* Start INFORMATION SHOWN *

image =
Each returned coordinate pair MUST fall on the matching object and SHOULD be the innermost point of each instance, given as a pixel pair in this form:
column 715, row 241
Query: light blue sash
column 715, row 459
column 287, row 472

* End INFORMATION SHOWN *

EXERCISE TASK »
Copy every row above, verbatim and unchanged.

TASK SOLUTION »
image =
Each returned coordinate pair MUST fall on the matching object and SHOULD be the innermost point of each instance, given as a pixel pair in this form:
column 715, row 241
Query: light blue sash
column 715, row 459
column 287, row 472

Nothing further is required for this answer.